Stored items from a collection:
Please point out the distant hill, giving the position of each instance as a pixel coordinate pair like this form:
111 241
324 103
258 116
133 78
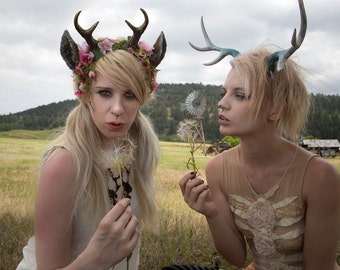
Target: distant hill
48 116
168 110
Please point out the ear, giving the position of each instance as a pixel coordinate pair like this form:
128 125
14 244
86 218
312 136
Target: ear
159 50
69 50
277 112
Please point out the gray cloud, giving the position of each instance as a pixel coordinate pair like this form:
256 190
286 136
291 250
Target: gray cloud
33 73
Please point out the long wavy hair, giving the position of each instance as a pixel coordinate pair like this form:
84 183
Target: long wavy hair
284 90
82 139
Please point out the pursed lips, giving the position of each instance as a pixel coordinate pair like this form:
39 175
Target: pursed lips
222 118
115 125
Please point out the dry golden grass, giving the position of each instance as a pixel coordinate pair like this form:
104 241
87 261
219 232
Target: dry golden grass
182 238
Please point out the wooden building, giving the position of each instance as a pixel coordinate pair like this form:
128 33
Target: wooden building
324 148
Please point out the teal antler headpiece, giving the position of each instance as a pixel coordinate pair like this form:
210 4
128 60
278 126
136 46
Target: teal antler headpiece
278 57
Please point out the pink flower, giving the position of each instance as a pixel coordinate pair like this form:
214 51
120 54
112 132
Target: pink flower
145 47
79 92
92 74
79 71
105 45
84 48
86 59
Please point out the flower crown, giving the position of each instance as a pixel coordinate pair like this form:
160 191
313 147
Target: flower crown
81 59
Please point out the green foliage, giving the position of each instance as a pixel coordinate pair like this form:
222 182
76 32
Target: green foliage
167 110
43 117
233 141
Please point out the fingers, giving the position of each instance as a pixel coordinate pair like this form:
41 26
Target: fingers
116 211
193 189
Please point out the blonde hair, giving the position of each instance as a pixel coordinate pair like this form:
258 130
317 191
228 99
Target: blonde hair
82 139
284 90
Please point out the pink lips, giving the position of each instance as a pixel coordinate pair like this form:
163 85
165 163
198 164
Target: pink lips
115 126
223 120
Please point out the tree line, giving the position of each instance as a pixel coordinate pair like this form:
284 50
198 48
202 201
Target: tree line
168 109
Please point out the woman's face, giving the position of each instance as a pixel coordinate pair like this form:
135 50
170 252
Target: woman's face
234 109
113 108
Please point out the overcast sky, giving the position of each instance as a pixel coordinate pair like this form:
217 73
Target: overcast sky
33 73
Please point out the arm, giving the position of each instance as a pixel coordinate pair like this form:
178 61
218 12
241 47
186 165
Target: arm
114 239
322 228
203 199
227 238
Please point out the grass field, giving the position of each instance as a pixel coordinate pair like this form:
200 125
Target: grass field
183 236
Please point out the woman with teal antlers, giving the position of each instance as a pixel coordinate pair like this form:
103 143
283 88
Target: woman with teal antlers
96 180
268 195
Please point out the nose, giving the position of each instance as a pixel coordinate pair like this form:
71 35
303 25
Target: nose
224 103
117 107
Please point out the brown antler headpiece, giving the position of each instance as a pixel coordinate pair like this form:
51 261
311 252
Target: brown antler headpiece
80 59
278 57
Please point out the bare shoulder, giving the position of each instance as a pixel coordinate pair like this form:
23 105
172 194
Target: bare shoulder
58 172
60 163
322 178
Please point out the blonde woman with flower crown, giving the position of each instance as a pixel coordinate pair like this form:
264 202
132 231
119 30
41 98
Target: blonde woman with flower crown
268 195
96 181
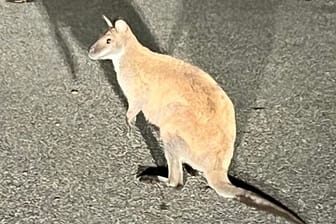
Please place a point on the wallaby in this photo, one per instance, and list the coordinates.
(195, 117)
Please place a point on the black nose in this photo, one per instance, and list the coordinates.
(91, 50)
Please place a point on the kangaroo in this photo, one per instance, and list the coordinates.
(195, 116)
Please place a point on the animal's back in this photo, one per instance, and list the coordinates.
(186, 101)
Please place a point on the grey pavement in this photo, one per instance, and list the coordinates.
(64, 154)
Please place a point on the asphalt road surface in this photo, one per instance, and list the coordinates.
(64, 154)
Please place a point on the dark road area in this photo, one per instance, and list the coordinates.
(64, 153)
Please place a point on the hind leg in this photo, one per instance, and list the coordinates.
(172, 148)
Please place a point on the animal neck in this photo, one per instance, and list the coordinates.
(116, 61)
(128, 58)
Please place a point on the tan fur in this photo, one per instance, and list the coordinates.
(195, 116)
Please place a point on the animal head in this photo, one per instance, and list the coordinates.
(113, 42)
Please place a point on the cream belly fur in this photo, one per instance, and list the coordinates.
(195, 116)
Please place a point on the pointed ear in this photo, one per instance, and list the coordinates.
(121, 26)
(109, 23)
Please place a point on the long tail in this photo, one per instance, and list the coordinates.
(254, 198)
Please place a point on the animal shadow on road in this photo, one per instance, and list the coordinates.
(84, 19)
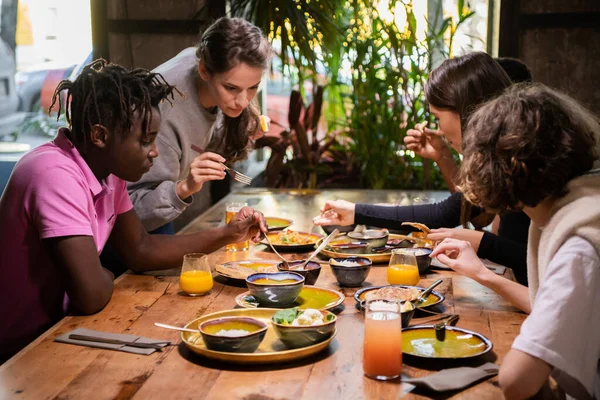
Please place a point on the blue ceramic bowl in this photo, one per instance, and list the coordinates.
(350, 271)
(269, 293)
(294, 337)
(310, 272)
(214, 334)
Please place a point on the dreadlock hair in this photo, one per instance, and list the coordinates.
(109, 95)
(225, 44)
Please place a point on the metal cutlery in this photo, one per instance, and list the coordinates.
(238, 176)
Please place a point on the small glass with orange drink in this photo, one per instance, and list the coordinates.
(382, 358)
(403, 268)
(231, 209)
(196, 276)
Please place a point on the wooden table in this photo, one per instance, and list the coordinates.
(46, 369)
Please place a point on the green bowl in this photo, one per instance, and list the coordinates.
(246, 343)
(294, 337)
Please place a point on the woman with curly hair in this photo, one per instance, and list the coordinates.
(535, 149)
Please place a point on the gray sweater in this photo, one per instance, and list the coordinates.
(154, 197)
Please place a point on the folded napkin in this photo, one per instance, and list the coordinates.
(121, 342)
(454, 378)
(496, 268)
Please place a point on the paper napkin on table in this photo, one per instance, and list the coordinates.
(454, 378)
(98, 335)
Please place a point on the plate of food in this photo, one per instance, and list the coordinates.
(310, 297)
(420, 341)
(289, 240)
(239, 270)
(277, 224)
(219, 332)
(397, 292)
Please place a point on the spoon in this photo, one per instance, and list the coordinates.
(286, 265)
(176, 328)
(325, 242)
(423, 297)
(440, 328)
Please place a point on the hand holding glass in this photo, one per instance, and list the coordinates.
(196, 277)
(231, 209)
(403, 268)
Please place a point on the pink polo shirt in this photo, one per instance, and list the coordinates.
(51, 193)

■ Task description ■
Once the pictures are removed, write out all of the entries above exactly.

■ Your response ■
Please point out the distant hill, giving the position of each instance as a pixel coordinate pair like this form:
111 241
324 103
258 116
133 78
Target: distant hill
48 116
168 110
Please point out the ear, giving the position of each instance as a pixel coordinate pair like this form:
128 125
14 244
86 218
312 136
Target: ear
159 50
69 50
277 112
Please point out the gray cloud, giving the position of each instance as a pixel coordinate pair like this form:
256 190
286 136
291 250
Target: gray cloud
33 73
Please point out the long wavy hair, giving the position of each instance as a pixel coordinate pair like this form:
84 183
Target: long wavy hair
284 90
82 139
Please point out the pursed lips, giving the position of each instance as a pixel coordinate pair like this form:
39 175
Target: pursed lips
222 118
115 125
Please point out the dry golden grass, giving the position of each instance as a pixel coordinate pair like this form:
104 241
87 261
219 232
Target: dry golden grass
182 238
Please point out the wooden building, giving the position of each instance as a pixel coordinate pair like this form:
128 33
Target: wooden building
324 148
Please point out the teal antler headpiece, giving the position of each instance as a pixel coordinate pair like this form:
210 4
128 60
278 126
136 46
Target: teal antler headpiece
278 57
Please point out the pink flower, giving the position of each instance as a pixel coordinate pair like this form:
214 51
120 54
112 132
Target: pink flower
145 47
79 92
92 74
79 71
105 45
84 48
86 59
Please point out the flower crown, giving the position of each instance as a pixel coordinate pair like this form:
160 191
313 147
Target: flower crown
81 59
Please point out the green foliage, giving the position of each instance as a pixel coordinate pair like this form:
222 182
76 32
Target: green foliage
167 110
43 117
233 141
Please point out the fingers, giving the position of each instance as a pixel coordinate pair like this form:
41 26
Target: fingers
116 211
193 189
Please point out the blonde hair, giving the position of each instance as a pixel coordinate pair like this form:
258 130
317 191
228 99
Target: blonde hair
82 139
284 90
Please point out the pink lips, giving the position of each instance as a pixel coordinate pair like this form:
163 85
165 163
198 164
Target: pink lips
115 126
223 120
Please point out the tree line, giving the position of each instance as a pixel coordinate pair like this form:
284 50
198 48
202 201
Target: tree line
168 109
Please point out the woman's face, giving the position of each instance as a pixel coordinate pair like this form:
135 50
170 252
Target: woman's face
234 109
113 108
Please point out the overcast sky, giving the position of each instance as a pixel coordinate pair like this form:
217 73
Target: overcast sky
33 73
Please point out the arm, giving the position of each instance as a pixel coordinate pair like this form:
178 61
218 12
241 47
186 165
Target: arm
114 239
322 228
203 199
227 238
Please point out the grass field, giving the position of each instance as a pixel coordinate pair like this form:
200 125
Target: grass field
183 236
Please point out the woman with teal antlers, giving the position of each instance as a pixel coordinate pair like this form:
103 143
283 88
Target: woman with teal antlers
96 180
268 195
Please point out the nose, giving the position of each instance as a pixel coordinate pair like this form:
71 35
303 25
Target: nose
224 103
117 107
Please point out the brown antler headpiece, giving the position of each instance as a pixel coordinate pair like this form:
51 261
311 252
Target: brown antler headpiece
80 59
278 57
Please point out the bare shoulder, giving the position of each instance as a pixel coordinate pair like this form:
23 105
172 194
Target: bare shoulder
58 172
60 163
322 178
Please point out the blonde woman with flower crown, giving the position of each instance as a pixel coordinate pair like this form:
264 202
132 231
119 30
41 98
Target: blonde woman with flower crown
268 195
96 181
Please place a point on the wallaby in this photo, one per instance, and list the coordinates.
(195, 117)
Please place a point on the black nose in this photo, one per instance, and list the coordinates.
(91, 50)
Please place a point on the kangaroo in this photo, one per instance, and list the coordinates.
(195, 116)
Please place a point on the animal's back in this photo, one per instance, and list the coordinates.
(186, 101)
Please place a point on the grey pavement in this photo, one per instance, and list the coordinates.
(64, 154)
Please place a point on the asphalt road surface in this photo, one per instance, and list the coordinates.
(64, 154)
Please place a point on the dark road area in this photo, one per instance, and list the coordinates.
(64, 153)
Please place a point on the hind leg in this photo, one per instance, and list the coordinates.
(172, 148)
Please place a point on the animal neck in this photo, one per instance, and list the coordinates.
(116, 61)
(128, 58)
Please place a point on the tan fur in this photo, one per instance, and list the coordinates.
(195, 116)
Please place a point on the animal head in this photo, one per instance, and list the coordinates.
(113, 42)
Please place a point on the cream belly fur in this photo, one per instance, and list the coordinates.
(195, 116)
Please place a point on the pointed ear in this photo, one per instance, and list the coordinates.
(121, 26)
(109, 23)
Please place a point on the long tail in this photo, one per instance, and list the coordinates.
(254, 198)
Please place a point on the animal shadow on road in this photo, one per instance, and list the coordinates.
(84, 19)
Please place a point on the blue ceramic bowl in this photo, one per instance, and list the coordinates.
(350, 271)
(269, 293)
(294, 337)
(310, 272)
(214, 334)
Please place a point on the dreadlock hair in this photo, one per instance, and list the coordinates.
(109, 95)
(225, 44)
Please place a point on the metal cutlery in this photo, one per instance, and list the coordinates.
(238, 176)
Please place a point on the small glass with orange drink in this photo, one per instance, and list the coordinates.
(382, 358)
(403, 268)
(231, 209)
(196, 276)
Please place a point on the wooden table in this photo, one per instance, and list the coordinates.
(46, 369)
Please place a point on the green bowl in this photo, one per instance, and list the coordinates.
(246, 343)
(294, 337)
Please place a point on the woman with curly hair in this photo, one per instance, and list the coordinates.
(535, 149)
Please place a point on the gray sweater in this photo, one per instance, and list the coordinates.
(154, 197)
Please place a point on the folded napkin in this photo, one per instance, and list the coordinates.
(121, 342)
(454, 378)
(496, 268)
Please place a point on the paper napkin on table in this photo, one per instance, and list the coordinates.
(454, 378)
(98, 335)
Please place a point on the plate of food in this photo, one per instance, and list the coordinates.
(310, 297)
(420, 341)
(289, 240)
(239, 270)
(277, 224)
(219, 332)
(397, 292)
Please place a point on the spoon in this photo, one per instance, and list the coordinates.
(286, 265)
(176, 328)
(325, 242)
(423, 297)
(440, 328)
Please place a point on the hand holding glass in this photo, one per instance, and list the coordinates.
(196, 277)
(231, 209)
(403, 268)
Please place a point on the pink polo shirt in this photo, one per instance, and list the coordinates.
(51, 193)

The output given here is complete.